Instructions for the task: Rewrite the items with "necktie" swapped for "bow tie" everywhere and everything else unchanged, leaving out the pictures.

------ Exercise input

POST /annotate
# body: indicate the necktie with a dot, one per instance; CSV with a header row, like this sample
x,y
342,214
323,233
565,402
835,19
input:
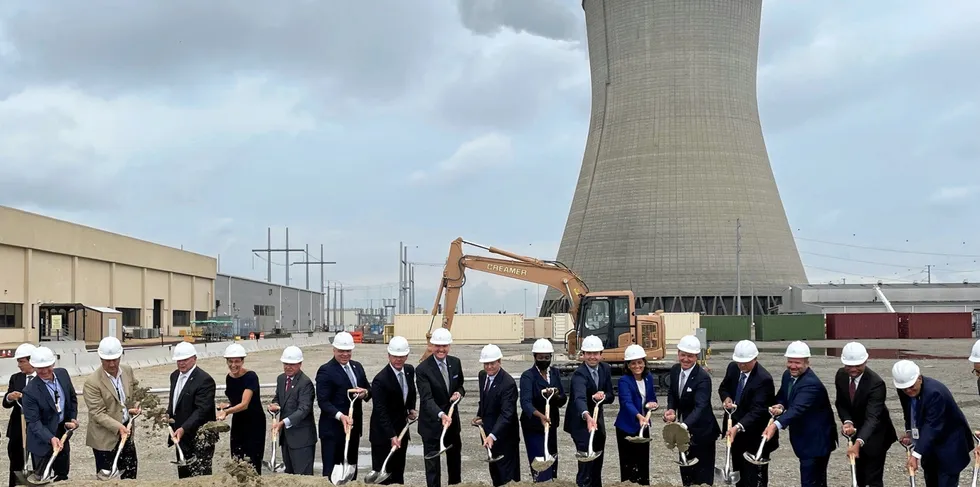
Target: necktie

------------

Result of this exercise:
POST /annotate
# body: indicate the bow tie with a dot, one per instance; CSV with a header row, like this sample
x,y
342,214
323,233
565,402
835,19
input:
Target: bow tie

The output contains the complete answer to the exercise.